[Task description]
Exactly as shown below, retype every line of the data.

[Provided records]
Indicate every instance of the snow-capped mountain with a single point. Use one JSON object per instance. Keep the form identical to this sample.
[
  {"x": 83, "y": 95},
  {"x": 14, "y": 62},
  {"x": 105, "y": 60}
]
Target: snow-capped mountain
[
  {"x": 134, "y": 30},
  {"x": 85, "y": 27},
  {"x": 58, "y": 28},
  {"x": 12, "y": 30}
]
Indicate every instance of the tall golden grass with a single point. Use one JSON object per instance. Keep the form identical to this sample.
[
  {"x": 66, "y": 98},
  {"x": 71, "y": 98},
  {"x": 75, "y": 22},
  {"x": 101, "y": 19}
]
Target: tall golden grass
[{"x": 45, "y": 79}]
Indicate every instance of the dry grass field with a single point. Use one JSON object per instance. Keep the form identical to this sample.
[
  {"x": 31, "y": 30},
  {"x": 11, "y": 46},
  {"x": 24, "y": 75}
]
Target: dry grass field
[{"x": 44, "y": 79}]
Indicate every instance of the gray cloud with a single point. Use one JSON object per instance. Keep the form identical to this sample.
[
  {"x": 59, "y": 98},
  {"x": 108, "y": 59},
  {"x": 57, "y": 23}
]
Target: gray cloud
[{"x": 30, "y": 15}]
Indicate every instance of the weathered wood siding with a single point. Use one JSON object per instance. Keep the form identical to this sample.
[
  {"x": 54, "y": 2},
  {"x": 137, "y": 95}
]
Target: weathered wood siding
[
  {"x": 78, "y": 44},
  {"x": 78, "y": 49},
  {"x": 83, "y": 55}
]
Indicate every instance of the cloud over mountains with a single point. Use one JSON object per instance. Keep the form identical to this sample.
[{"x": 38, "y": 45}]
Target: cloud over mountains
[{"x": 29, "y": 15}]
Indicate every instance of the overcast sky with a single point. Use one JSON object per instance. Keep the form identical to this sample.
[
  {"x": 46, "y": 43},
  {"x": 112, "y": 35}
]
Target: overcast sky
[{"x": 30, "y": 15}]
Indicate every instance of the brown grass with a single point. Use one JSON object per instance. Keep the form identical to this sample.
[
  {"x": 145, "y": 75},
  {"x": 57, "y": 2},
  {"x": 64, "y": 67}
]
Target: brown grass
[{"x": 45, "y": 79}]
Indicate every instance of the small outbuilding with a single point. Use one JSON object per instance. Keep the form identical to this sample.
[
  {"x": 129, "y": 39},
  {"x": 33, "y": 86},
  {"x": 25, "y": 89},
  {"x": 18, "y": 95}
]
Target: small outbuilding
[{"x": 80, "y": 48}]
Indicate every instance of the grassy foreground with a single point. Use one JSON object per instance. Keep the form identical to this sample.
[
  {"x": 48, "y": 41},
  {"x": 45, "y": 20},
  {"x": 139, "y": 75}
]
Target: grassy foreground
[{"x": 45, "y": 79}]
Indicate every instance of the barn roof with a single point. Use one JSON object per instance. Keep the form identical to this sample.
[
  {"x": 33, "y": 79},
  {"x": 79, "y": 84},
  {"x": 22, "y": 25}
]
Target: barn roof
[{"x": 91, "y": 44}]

[Solution for this task]
Indicate every instance of the snow-capped mountain with a single point. Use one JSON object per instance. Keep the form identical to this sample.
[
  {"x": 83, "y": 95},
  {"x": 14, "y": 62},
  {"x": 105, "y": 60}
]
Target: snow-capped mountain
[
  {"x": 134, "y": 30},
  {"x": 85, "y": 27},
  {"x": 58, "y": 28},
  {"x": 12, "y": 30}
]
Indicate every instance of the tall golden grass with a single point. Use one JSON object per instance. Keep the form identical to this sample.
[
  {"x": 66, "y": 98},
  {"x": 71, "y": 98},
  {"x": 75, "y": 22},
  {"x": 101, "y": 19}
]
Target: tall golden grass
[{"x": 45, "y": 79}]
Indicate every instance of the dry grass field with a single point. Use one JSON object per instance. Keep the form identical to this sample.
[
  {"x": 31, "y": 30},
  {"x": 11, "y": 46},
  {"x": 24, "y": 75}
]
Target: dry grass field
[{"x": 44, "y": 79}]
Indicate every instance of the gray cloud with a single point. Use one JSON object per instance. Keep the form identical to this sample.
[
  {"x": 59, "y": 98},
  {"x": 108, "y": 59},
  {"x": 57, "y": 23}
]
Target: gray cloud
[{"x": 30, "y": 15}]
Indicate every instance of the weathered wood siding with a single point. Use one JSON object per instance. Keep the form identical to this sample.
[
  {"x": 54, "y": 2},
  {"x": 137, "y": 95}
]
Target: weathered wood siding
[
  {"x": 78, "y": 44},
  {"x": 78, "y": 49},
  {"x": 83, "y": 55}
]
Indicate every instance of the cloud over mountains with a single point. Use one JSON object per instance. Keep the form identical to this sample.
[{"x": 38, "y": 45}]
Target: cloud over mountains
[{"x": 29, "y": 15}]
Indicate every instance of the overcast sky with a single point. Use one JSON object per instance. Keep the form identical to this sample.
[
  {"x": 46, "y": 43},
  {"x": 112, "y": 35}
]
Target: overcast sky
[{"x": 30, "y": 15}]
Indicate every instance of the brown grass with a single point. Use one JSON object per instance. Keep the form identical to this sample.
[
  {"x": 145, "y": 75},
  {"x": 57, "y": 2},
  {"x": 64, "y": 67}
]
Target: brown grass
[{"x": 45, "y": 79}]
Indicate every instance of the small outbuilding with a single point. Use one JSON object per instance. Keep the form identical to this sample.
[
  {"x": 129, "y": 39},
  {"x": 33, "y": 86},
  {"x": 25, "y": 89},
  {"x": 18, "y": 95}
]
Target: small outbuilding
[{"x": 80, "y": 48}]
Indicate every instance of the grassy foreground with a single point. Use one JSON object per instance. Keep the form identical to this sample.
[
  {"x": 48, "y": 41},
  {"x": 45, "y": 20},
  {"x": 139, "y": 75}
]
Target: grassy foreground
[{"x": 45, "y": 79}]
Indicate every instance of the barn roof with a single point. Use one JSON object per instance. Keep the form identical to this sample.
[
  {"x": 33, "y": 79},
  {"x": 79, "y": 84},
  {"x": 22, "y": 25}
]
Target: barn roof
[{"x": 91, "y": 44}]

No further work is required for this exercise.